Exercise objective — Once the line containing "the green tree" is found in the entries below, reproduce it and every line after it, stopping at and including the line containing "Task: pointing. Output: one"; reproduce nothing else, and keep each line exact.

*** Entries provided Section Begins ***

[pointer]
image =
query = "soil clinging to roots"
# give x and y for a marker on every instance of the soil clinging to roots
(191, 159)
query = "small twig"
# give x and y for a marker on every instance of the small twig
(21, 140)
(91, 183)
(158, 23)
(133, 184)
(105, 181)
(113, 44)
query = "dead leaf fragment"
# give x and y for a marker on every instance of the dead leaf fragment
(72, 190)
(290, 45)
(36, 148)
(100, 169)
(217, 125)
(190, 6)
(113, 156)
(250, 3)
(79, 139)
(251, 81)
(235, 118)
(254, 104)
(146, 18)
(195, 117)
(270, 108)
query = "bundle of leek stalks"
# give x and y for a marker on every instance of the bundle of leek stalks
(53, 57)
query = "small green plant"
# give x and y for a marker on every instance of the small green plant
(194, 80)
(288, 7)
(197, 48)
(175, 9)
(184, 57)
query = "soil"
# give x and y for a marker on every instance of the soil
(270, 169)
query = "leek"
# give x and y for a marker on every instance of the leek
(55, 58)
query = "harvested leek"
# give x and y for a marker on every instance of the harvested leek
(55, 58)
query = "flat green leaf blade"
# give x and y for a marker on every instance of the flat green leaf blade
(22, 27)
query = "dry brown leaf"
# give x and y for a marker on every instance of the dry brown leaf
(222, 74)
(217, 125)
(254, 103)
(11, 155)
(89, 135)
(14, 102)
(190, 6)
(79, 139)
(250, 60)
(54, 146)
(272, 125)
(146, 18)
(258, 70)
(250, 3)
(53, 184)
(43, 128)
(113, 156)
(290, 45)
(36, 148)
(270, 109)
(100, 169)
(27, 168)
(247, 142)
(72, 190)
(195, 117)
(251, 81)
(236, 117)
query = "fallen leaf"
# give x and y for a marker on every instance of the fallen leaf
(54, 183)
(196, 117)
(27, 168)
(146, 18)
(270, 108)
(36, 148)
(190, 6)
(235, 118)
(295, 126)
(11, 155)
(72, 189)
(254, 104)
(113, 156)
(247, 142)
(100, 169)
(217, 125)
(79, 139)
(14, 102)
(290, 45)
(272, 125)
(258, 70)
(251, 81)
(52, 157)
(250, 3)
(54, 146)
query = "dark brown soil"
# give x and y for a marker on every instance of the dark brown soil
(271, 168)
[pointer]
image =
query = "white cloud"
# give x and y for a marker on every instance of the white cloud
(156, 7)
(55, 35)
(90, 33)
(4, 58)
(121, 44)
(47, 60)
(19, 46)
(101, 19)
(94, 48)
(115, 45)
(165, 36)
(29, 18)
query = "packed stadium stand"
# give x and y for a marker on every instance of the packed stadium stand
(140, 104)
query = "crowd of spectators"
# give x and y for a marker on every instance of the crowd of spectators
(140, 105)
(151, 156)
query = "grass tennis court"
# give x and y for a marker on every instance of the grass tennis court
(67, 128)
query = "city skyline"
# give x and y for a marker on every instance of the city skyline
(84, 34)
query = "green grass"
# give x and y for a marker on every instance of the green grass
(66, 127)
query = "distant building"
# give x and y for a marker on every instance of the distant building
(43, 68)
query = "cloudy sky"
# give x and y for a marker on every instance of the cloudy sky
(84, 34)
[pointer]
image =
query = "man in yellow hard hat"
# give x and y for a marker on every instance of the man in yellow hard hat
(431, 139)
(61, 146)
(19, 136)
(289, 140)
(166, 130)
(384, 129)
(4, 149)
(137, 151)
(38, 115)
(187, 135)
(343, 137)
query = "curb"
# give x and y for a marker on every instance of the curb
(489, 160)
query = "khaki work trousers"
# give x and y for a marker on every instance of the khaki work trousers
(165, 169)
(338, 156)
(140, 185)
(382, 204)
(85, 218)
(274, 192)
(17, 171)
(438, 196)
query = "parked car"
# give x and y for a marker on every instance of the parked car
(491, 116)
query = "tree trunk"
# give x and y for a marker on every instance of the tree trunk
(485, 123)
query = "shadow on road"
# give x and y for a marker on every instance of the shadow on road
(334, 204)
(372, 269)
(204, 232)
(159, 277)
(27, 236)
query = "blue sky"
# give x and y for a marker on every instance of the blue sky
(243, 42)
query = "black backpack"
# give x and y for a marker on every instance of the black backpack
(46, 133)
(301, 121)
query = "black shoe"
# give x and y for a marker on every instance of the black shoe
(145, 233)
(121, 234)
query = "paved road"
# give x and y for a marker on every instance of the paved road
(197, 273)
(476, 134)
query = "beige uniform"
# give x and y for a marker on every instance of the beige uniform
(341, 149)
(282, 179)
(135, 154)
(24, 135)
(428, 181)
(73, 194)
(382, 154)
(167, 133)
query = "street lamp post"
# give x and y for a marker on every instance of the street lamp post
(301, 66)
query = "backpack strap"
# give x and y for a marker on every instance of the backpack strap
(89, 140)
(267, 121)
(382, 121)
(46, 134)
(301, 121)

*** Entries provided Section Ends ***
*** Entries provided Section Begins ***

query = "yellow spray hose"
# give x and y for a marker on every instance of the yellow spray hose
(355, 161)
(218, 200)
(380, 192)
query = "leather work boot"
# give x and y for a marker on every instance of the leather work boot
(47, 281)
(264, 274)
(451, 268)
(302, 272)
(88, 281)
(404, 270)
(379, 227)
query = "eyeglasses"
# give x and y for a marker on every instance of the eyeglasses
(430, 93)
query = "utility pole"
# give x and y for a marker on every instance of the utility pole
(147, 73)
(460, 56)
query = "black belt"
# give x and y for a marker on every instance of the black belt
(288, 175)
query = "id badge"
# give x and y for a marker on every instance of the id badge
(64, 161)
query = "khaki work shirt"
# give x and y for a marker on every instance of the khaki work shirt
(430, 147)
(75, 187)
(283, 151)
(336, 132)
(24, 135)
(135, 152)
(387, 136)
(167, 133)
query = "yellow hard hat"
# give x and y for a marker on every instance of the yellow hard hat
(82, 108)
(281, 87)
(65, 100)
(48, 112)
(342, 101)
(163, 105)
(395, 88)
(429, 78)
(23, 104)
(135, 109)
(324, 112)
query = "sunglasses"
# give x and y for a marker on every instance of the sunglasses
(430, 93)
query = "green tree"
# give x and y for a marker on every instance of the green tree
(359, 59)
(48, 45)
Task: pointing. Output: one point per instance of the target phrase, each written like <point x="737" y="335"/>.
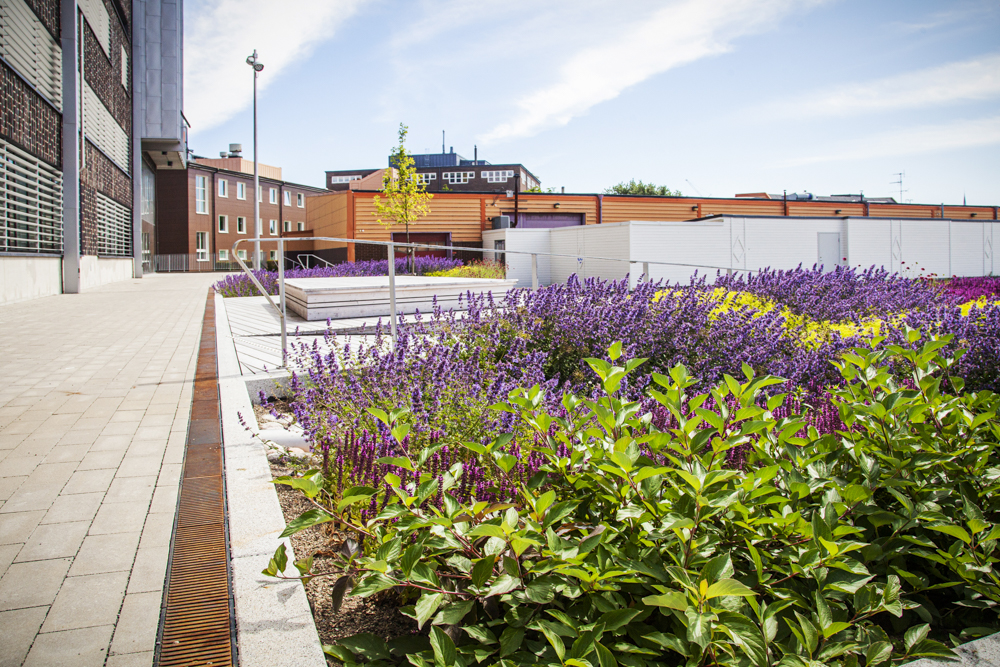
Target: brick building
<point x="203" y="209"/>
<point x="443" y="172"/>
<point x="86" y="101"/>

*** Entries provided Section Ends ***

Output of the task —
# give x and y for a marker on every instance of the green tree
(359, 59)
(48, 45)
Task: pointing. Output: one point per instance of the target phrase, each written like <point x="737" y="335"/>.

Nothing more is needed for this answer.